(MATERIAL PROVIDED begins)

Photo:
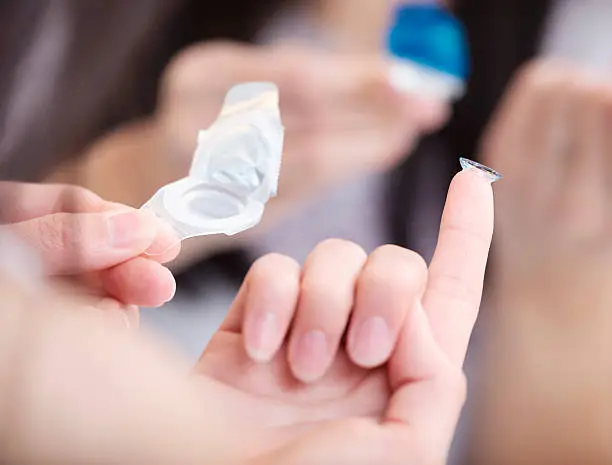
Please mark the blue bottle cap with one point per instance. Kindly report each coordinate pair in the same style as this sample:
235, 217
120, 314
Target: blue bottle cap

(MATERIAL PROVIDED ends)

> TASK ITEM
Restate the listing word for word, pictures omitted.

> SOLUTION
Photo:
Please mark the blue bottle cap with one point per instance. Kindly report each coordinate pair in the same style as this sample:
235, 217
120, 314
Target: blue bottle cap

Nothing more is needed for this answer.